[Records for the task Boundary: Start]

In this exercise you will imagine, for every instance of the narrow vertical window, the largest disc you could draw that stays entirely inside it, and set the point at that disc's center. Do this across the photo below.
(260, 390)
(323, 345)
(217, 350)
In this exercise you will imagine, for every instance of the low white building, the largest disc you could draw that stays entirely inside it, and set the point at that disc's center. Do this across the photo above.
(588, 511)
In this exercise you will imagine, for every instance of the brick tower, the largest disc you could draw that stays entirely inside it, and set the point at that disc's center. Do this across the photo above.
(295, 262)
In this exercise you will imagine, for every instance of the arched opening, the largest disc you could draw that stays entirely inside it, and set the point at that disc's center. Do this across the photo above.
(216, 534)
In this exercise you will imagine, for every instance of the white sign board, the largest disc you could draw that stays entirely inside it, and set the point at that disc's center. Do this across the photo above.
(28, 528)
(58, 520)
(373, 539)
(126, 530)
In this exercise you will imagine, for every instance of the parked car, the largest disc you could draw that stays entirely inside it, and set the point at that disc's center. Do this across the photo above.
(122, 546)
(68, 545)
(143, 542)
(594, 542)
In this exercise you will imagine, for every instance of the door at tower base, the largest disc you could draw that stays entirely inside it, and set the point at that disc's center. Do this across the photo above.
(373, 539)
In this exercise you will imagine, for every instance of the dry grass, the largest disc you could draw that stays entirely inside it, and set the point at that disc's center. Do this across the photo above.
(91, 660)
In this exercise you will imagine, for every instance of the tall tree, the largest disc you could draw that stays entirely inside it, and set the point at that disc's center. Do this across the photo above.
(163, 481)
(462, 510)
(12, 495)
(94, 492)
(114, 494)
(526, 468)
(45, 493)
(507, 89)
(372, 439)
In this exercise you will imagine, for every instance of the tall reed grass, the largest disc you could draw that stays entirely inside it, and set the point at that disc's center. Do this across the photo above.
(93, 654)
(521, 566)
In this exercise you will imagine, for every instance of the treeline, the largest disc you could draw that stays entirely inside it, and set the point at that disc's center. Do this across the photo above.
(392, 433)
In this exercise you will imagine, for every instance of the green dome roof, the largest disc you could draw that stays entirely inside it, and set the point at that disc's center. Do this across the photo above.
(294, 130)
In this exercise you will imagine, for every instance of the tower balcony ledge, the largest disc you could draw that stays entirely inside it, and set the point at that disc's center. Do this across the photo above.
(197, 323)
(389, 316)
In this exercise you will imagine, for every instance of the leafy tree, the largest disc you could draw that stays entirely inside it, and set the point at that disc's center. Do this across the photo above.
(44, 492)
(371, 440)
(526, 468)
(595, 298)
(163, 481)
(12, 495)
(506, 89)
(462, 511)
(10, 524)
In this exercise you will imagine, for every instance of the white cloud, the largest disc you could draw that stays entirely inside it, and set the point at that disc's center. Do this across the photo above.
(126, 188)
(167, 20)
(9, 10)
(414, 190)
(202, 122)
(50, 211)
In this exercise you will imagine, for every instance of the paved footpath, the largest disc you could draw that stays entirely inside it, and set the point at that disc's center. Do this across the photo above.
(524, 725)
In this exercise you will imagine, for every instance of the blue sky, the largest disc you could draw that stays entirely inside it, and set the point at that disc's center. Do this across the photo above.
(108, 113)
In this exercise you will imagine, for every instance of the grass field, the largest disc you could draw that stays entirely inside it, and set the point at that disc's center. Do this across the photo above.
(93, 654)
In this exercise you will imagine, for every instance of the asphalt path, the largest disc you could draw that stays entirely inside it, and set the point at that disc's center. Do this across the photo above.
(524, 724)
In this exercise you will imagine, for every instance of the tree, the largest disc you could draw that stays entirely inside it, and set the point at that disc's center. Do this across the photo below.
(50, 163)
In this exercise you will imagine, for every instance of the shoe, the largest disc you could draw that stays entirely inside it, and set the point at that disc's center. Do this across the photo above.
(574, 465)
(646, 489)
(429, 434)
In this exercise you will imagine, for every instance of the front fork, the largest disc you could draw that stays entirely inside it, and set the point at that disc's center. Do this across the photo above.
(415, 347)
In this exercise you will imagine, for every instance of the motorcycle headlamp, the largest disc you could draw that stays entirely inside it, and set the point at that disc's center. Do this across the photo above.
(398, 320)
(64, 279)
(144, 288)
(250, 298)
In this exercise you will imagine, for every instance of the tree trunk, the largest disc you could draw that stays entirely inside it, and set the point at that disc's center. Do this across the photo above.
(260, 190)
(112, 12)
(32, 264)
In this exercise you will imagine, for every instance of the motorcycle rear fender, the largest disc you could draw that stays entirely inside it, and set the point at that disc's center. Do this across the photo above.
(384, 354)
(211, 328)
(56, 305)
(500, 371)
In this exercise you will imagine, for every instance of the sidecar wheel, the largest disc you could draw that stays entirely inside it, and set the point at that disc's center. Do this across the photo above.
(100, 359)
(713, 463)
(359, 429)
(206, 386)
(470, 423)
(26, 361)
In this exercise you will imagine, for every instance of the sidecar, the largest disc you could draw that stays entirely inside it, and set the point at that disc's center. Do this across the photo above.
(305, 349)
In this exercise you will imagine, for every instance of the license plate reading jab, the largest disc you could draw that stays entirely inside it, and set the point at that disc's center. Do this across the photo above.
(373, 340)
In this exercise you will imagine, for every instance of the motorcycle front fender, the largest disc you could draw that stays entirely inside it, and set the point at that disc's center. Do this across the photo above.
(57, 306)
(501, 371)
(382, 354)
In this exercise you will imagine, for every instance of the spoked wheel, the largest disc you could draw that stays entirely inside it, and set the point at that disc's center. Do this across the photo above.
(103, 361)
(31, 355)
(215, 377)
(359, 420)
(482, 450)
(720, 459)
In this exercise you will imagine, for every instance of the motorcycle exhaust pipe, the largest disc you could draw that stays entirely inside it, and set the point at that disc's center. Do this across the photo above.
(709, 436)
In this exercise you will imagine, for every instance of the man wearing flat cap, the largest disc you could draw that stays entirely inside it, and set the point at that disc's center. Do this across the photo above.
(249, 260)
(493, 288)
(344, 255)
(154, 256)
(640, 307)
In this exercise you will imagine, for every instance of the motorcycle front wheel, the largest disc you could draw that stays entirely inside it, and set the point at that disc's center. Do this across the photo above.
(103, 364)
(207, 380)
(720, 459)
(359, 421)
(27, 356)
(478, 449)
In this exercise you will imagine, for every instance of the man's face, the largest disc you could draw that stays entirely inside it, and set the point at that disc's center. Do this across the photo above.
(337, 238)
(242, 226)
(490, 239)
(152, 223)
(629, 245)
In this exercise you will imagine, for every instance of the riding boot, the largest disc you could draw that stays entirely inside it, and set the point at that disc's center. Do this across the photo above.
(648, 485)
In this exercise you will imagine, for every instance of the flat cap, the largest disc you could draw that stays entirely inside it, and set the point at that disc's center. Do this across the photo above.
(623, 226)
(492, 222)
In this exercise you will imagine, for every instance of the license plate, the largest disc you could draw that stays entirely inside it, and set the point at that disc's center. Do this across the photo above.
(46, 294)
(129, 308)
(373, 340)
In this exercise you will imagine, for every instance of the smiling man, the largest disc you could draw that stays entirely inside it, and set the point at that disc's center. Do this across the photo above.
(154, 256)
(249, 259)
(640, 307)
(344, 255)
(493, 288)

[Records for the task Boundary: End]

Work task:
Whatever appears in the data above should be set down again exactly.

Exercise response:
In this exercise you will imagine, for every instance of the narrow vertical window, the largest disc you could draw that stays entirely inside it, and set the point at that disc's center. Do this across the photo below.
(260, 390)
(323, 345)
(217, 350)
In this exercise you will imagine, for every instance of the low white building, the largest disc you could draw that stays entirely inside it, and set the point at that disc's center. Do this across the photo above.
(588, 511)
In this exercise you will imagine, for every instance of the brick tower, the largest disc you could draw that stays entirely inside it, and set the point at that disc's center. Do this across the photo above.
(295, 262)
In this exercise you will imagine, for every instance of the arched opening, the largest disc you could draw that stays entirely inside it, and set the point at that disc's center. Do this across the photo above.
(216, 534)
In this exercise you will imagine, for every instance of the white sign board, the largest disc you could draw that stays entirely inside it, and set the point at that disc's center. Do this across the photo above.
(28, 528)
(58, 520)
(373, 539)
(126, 530)
In this exercise you will imagine, for every instance of the parked car, the largest disc you could draw that stays entirely inside it, and set the point at that disc's center. Do this across the photo above.
(122, 546)
(68, 545)
(143, 542)
(594, 542)
In this exercise you will imagine, for every instance of the door at tower base, the largest disc you could draw that stays entirely inside it, and set the point at that disc's center. Do this across the photo above.
(373, 539)
In this exercise you will imagine, for every instance of the dry grass, the largest disc you could draw that stays entirely inside it, and set the point at that disc's center. Do this across the photo above.
(91, 660)
In this exercise you will imagine, for every instance of the tall tree, the largest disc you could draw that stays entirely inside it, and set the point at that disc's center. Do this across the photo above.
(163, 481)
(462, 510)
(12, 495)
(94, 492)
(114, 494)
(526, 468)
(45, 493)
(507, 89)
(372, 439)
In this exercise you will imagine, for every instance of the tall reed grass, the largest disc you could draw that stays entirely inside it, and set the point at that disc's center. Do this across the photo above.
(93, 654)
(521, 566)
In this exercise you will imagine, for every instance of the treeline, the largest disc you could draw that stays entirely inside it, and set the point at that disc's center. Do this across the photo above.
(392, 433)
In this exercise you will imagine, for every instance of the green dome roof, the largest disc you could draw that stays entirely inside it, and set the point at that disc's center. Do this across the photo above.
(294, 130)
In this exercise you will imagine, for every instance of the tower balcony ledge, the largest disc you could draw that stays entirely inside it, and set the point at that disc's center. Do this across the photo above.
(197, 323)
(389, 316)
In this exercise you will imagine, for every instance of the leafy tree, the largest disc you could draw that stays entirely inside it, and set the point at that disc's center. Do this across the photo above.
(44, 492)
(371, 440)
(526, 468)
(595, 298)
(163, 481)
(12, 495)
(506, 89)
(462, 511)
(10, 524)
In this exercise you will imagine, for every instance of the white cloud, the largest disc you could draw that stays entirely inside it, and set the point at that disc's center. Do this across the photo above.
(126, 188)
(167, 20)
(9, 10)
(414, 190)
(202, 122)
(50, 211)
In this exercise you will imagine, for every instance of the paved footpath, the largest disc you could draw that stays entirely inside it, and set the point at that disc's center. Do this across the photo above.
(524, 725)
In this exercise you will imagine, for every instance of the blue sky, the largest disc you could draw that stays entirely inside it, and set the point at that disc's center. Do this across the photo above.
(108, 113)
In this exercise you will imagine, for every instance of the grass field, the largest disc you could draw that stays entirely inside it, and set the point at that disc's center. Do this across the photo above.
(93, 654)
In this exercise you will imagine, for every instance of the asphalt path, the largest disc you could draw that stays entirely inside it, and set the point at that disc's center. Do this across the photo above.
(524, 724)
In this exercise you will imagine, for every instance of the tree, the largest disc you could draw that stays entirely inside it, and set the point at that disc's center. Do this across the photo below.
(50, 163)
In this exercise you will imagine, for every instance of the shoe, the largest disc you could draw that stays entirely inside it, and set the point at that disc's center. Do this across the photo above.
(574, 465)
(646, 489)
(429, 434)
In this exercise you will imagine, for every instance of the front fork, the largest disc you could draw that stays entirely inside it, and set the point at that disc's center. Do this across the photo above.
(415, 347)
In this exercise you will imagine, for every instance of the motorcycle headlamp, the largest disc you could draw that stays entirely inside it, and set the point at that disc's center. Do this across the photo above.
(398, 320)
(64, 279)
(144, 288)
(250, 298)
In this exercise you will imagine, for every instance of the tree trunk, the largest disc you could draw that stays entirely inside it, and set the point at that disc's center. Do this across the photo above.
(260, 190)
(112, 12)
(32, 264)
In this exercise you will imagine, for every instance of the motorcycle rear fender, the largest disc you could draw that stays entirely inside it, and set the point at that disc's center. Do this across the photo above.
(384, 354)
(211, 328)
(56, 305)
(500, 371)
In this exercise you will imagine, for every instance of the sidecar wheel, the largest disc you could draw that stays entirely inside it, and set the point at that disc's center. Do this across the photo above.
(100, 359)
(713, 463)
(359, 429)
(206, 386)
(470, 423)
(26, 361)
In this exercise you will imagine, for every instance of the sidecar, the largest disc you could draw that stays entirely inside it, and set the point at that disc's center. Do this across the photo above.
(305, 349)
In this exercise you will imagine, for every instance of the license plate reading jab, the largest disc you could draw that stays entirely inside it, and set the point at that disc's center. Do this across the photo above.
(373, 340)
In this exercise you will imagine, for every instance of the motorcycle front fender, the largest disc you could draw that stays entirely inside it, and set the point at that disc's center. Do this across the photo above.
(57, 306)
(501, 371)
(382, 354)
In this exercise you will imagine, for every instance of the spoked wheel, the largest disc you could draw that stays entirely inside it, and set the point at that disc's center. Do this across the photo above.
(103, 361)
(31, 355)
(215, 377)
(359, 420)
(482, 450)
(720, 459)
In this exercise you will imagine, for every instance of the motorcycle exhaust pipe, the largest disc you could draw that stays entirely inside it, and set the point at that disc's center. Do this across the photo above.
(709, 436)
In this exercise you will imagine, for every instance of the man wearing flat cap, the largest disc you could draw that stays entirely inside it, and set the point at that disc's center. Do this across the photo above.
(249, 260)
(493, 288)
(344, 255)
(154, 256)
(640, 307)
In this exercise you will imagine, for every instance of the motorcycle front wheel, the largest disc you could draw that stays entirely inside it, and set the point at that disc's center. Do this across the photo above.
(103, 364)
(207, 380)
(720, 459)
(359, 421)
(27, 356)
(478, 449)
In this exercise you will imagine, for every instance of the man's face, the largest disc you could draw that stays entirely inside it, and set the point at that disc's center. Do this across the photo above.
(337, 238)
(242, 226)
(490, 239)
(152, 223)
(629, 245)
In this exercise you will imagine, for every instance of the riding boot, the largest disc you could draw that stays entirely inside it, and set the point at that disc's center. Do this across the photo above.
(648, 485)
In this exercise you will imagine, for every instance of the flat cap, the largest disc you could draw that stays entirely inside it, and set the point at that disc's center. Do this across the photo above.
(623, 226)
(492, 222)
In this exercise you will imagine, for every instance of the license plate, the largest disc you could draw that stays entirely inside it, and set the point at that disc's center. Do this across the photo above.
(46, 294)
(129, 308)
(373, 340)
In this exercise you will imagine, for every instance of the smiling man, the largest disc you could draw that stays entirely inside it, and set the point at that disc's center. Do this across the photo above.
(154, 256)
(249, 259)
(640, 307)
(344, 255)
(493, 288)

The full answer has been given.